[[ INFORMATION PROVIDED, beginning ]]

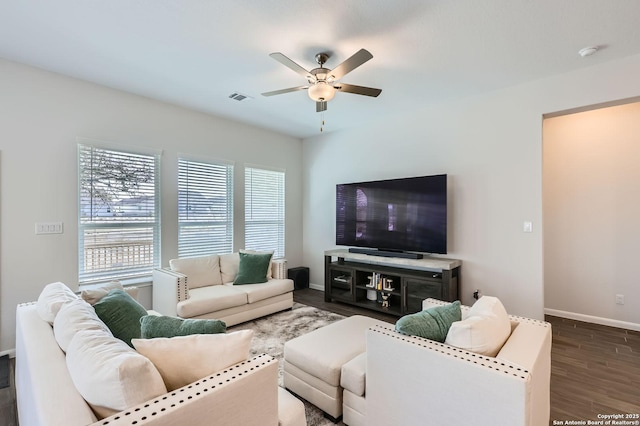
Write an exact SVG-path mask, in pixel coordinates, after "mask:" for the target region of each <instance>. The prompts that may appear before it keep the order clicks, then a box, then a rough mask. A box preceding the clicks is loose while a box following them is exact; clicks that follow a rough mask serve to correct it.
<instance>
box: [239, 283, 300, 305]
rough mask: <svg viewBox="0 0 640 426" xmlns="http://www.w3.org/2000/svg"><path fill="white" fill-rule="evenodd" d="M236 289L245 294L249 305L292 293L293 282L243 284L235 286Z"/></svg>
mask: <svg viewBox="0 0 640 426" xmlns="http://www.w3.org/2000/svg"><path fill="white" fill-rule="evenodd" d="M237 288H238V289H240V290H241V291H243V292H244V293H246V294H247V300H248V302H249V303H255V302H258V301H260V300H264V299H268V298H270V297H274V296H279V295H281V294H284V293H288V292H290V291H293V288H294V285H293V280H290V279H283V280H269V281H267V282H266V283H260V284H243V285H241V286H237Z"/></svg>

[[ INFORMATION PROVIDED, end ]]

▶ [WHAT THE TASK REQUIRES]: The lines from the one containing "rough mask: <svg" to the final line of the listing above must be set down exactly, both included.

▶ [RESPONSE BOX]:
rough mask: <svg viewBox="0 0 640 426" xmlns="http://www.w3.org/2000/svg"><path fill="white" fill-rule="evenodd" d="M236 289L245 294L249 305L292 293L293 282L243 284L235 286Z"/></svg>
mask: <svg viewBox="0 0 640 426" xmlns="http://www.w3.org/2000/svg"><path fill="white" fill-rule="evenodd" d="M237 288H238V289H240V290H241V291H243V292H244V293H246V294H247V300H248V302H249V303H255V302H258V301H260V300H264V299H268V298H270V297H274V296H279V295H281V294H284V293H288V292H290V291H293V288H294V285H293V280H290V279H283V280H269V281H267V282H266V283H260V284H243V285H241V286H237Z"/></svg>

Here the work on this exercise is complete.